Cosa comporta fare le revisioni Cochrane utilizzando solo il materiale regolatorio? Sicuramente uno sforzo enorme da parte dei ricercatori Cochrane. Solo per ricostruire il programma di trial del Tamiflu e del Relenza un solo ricercatore impiegherebbe 6 mesi. Da questi sforzi è nato però l’aggiornamento di una revisione Cochrane sugli inibitori della neuraminidasi iniziata nel 1998, che è la prima revisione Cochrane esclusivamente basata su informazioni regolatorie. A breve ne sarà pubblicata anche la versione integrale, basata su 77 trial o studi sul Tamiflu e 30 studi sul Relenza, che manderà definitivamente in pensione la revisione Cochrane sugli inibitori della neuraminidasi pubblicata nel 2006, da considerarsi ormai inaffidabile perché aveva incluso una metanalisi con 10 trial, di cui ben 8 non pubblicati.
Restoring Invisible and Abandoned Trials (RIAT)



Peter Doshi, da poco associate editor al BMJ, con l’incarico di seguire il giornalismo di inchiesta, ha presentato alla Riunione Annuale 2013 dell’Associazione Alessando Liberati, Network italiano Cochrane) l’iniziativa RIAT (Restoring Invisible and Abandoned Trials). Un’iniziativa che è l’ultima tappa di un percorso iniziato almeno dal 1990 con l’articolo di Iain Chalmers sul JAMA (JAMA 1990; 263: 1405-8). La consapevolezza della necessità che tutti i risultati di tutti i trial clinici siano accessibili a tutti è finalmente uscita dai recinti della discussione accademica per arrivare, per esempio, sulle colonne del New York Times con l’articolo “Breaking the seal of drug research” (http://www.nytimes.com/2013/06/30/business/breaking-the-seal-on-drug-research. html?ref=rocheholdingag&_r=2&).
Essenzialmente la richiesta di dati, ha spiegato Doshi, risponde a due problemi fondamentali: la mancanza dei dati stessi, dunque invisibilità; la presentazione distorta dei trial, sulla base dei soli dati pubblicati.

········

### Attività da svolgere
1. Secondo il testo sulle revisioni Cochrane, su quanti studi relativi al Relenza si baserà la versione integrale della revisione?
2. Elenchi tutte le riviste e i quotidiani citati nel testo sulle revisioni Cochrane.
3. Prosegua il testo sulle revisioni Cochrane e sull'iniziativa RIAT a partire dal punto in cui si interrompe.

········

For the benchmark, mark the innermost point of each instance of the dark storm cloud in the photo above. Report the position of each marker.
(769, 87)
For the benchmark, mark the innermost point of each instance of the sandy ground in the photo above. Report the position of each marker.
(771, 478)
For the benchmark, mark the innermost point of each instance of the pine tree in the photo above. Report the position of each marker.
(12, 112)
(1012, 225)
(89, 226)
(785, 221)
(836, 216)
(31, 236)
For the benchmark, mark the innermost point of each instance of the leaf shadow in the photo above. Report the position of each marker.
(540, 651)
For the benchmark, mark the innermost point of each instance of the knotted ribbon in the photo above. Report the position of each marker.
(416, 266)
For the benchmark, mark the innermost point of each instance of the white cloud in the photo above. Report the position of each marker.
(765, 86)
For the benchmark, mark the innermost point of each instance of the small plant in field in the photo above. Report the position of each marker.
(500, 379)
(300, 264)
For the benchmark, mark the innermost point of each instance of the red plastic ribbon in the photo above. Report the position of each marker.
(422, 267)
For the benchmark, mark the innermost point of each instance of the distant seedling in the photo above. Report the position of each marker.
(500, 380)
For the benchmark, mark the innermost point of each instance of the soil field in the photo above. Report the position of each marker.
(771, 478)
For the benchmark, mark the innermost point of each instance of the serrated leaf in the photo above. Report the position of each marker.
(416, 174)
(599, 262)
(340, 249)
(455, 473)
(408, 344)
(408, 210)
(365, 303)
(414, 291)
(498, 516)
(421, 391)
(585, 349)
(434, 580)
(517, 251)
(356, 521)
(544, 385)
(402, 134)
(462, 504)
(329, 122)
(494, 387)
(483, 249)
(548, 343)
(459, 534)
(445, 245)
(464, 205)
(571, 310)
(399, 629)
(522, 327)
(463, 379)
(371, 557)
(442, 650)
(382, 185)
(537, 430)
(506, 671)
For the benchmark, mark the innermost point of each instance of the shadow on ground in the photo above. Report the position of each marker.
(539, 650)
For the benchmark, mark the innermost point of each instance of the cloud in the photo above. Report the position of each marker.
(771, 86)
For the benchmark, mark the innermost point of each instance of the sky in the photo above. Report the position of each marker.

········

### Risposte per attività
1. Su 30 studi.

2. BMJ, JAMA, New York Times

3.
Doshi ha invitato il pubblico a soffermarsi sulle dichiarazioni e domande indirizzate alla comunità scientifica dalla direttrice del BMJ, Fiona Godlee:
• perché i dati degli studi clinici non sono normalmente disponibili per analisi indipendenti dopo che un ente regolatorio ha preso una decisione?
• come è stato possibile consentire alle aziende farmaceutiche di valutare i propri prodotti e tenere segrete grandi e sconosciute quantità di dati perfino agli enti regolatori?
• è necessario incoraggiare in futuro la pubblicazione non distorta dei risultati dei trial clinici, trattando le distorsioni deliberate nel riportare i dati come una forma di frode scientifica;
i dati individuali dei pazienti di tutti gli studi sui farmaci dovrebbero essere facilmente accessibili per una verifica scientifica.

Grazie all’iniziativa RIAT e grazie alla revisione degli studi clinici sulla base dei dati completi, avremo anche una EBM migliore: il suo fondamento infatti sono le evidenze, che ora sono in parte condizionate dal marketing e dalla presentazione distorta dei dati. Si tratta di una impresa che, infine, potrebbe essere determinante per dare una nuova credibilità alla ricerca scientifica.